● **The task**
Rewrite the stretch from the start of the records through the line that contains "top-left (154, 0), bottom-right (297, 370)", replacing "sleeveless" with "cropped" and changing nothing else. Return only that stretch, leaving out the pictures.

● **Material**
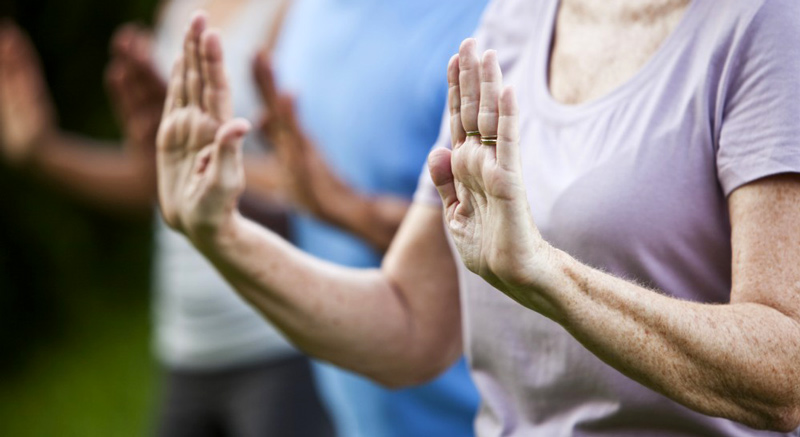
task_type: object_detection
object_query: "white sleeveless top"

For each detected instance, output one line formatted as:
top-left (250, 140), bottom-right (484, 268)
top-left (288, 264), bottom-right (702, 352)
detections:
top-left (154, 0), bottom-right (297, 370)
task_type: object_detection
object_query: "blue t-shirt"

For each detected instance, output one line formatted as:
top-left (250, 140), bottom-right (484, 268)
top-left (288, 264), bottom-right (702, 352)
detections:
top-left (275, 0), bottom-right (487, 437)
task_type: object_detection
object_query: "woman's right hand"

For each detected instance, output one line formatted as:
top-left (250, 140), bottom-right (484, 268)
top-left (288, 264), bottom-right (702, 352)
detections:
top-left (0, 22), bottom-right (57, 165)
top-left (157, 13), bottom-right (250, 245)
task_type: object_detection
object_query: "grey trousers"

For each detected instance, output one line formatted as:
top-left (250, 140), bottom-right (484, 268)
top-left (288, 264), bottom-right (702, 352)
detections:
top-left (156, 357), bottom-right (334, 437)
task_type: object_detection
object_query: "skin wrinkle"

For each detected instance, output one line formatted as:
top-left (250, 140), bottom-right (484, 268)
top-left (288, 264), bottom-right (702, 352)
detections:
top-left (550, 0), bottom-right (689, 104)
top-left (155, 3), bottom-right (800, 431)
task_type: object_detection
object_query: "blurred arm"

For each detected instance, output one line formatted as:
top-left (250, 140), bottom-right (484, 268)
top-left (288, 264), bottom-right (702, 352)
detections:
top-left (202, 206), bottom-right (462, 386)
top-left (29, 133), bottom-right (156, 214)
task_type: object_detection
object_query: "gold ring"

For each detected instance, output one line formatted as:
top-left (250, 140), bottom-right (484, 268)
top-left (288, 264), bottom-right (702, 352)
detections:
top-left (481, 135), bottom-right (497, 146)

● **Result**
task_type: object_detection
object_query: "white cropped top"

For each detected instance, output one line formatted as:
top-left (250, 140), bottom-right (484, 268)
top-left (288, 264), bottom-right (702, 352)
detections:
top-left (154, 0), bottom-right (297, 370)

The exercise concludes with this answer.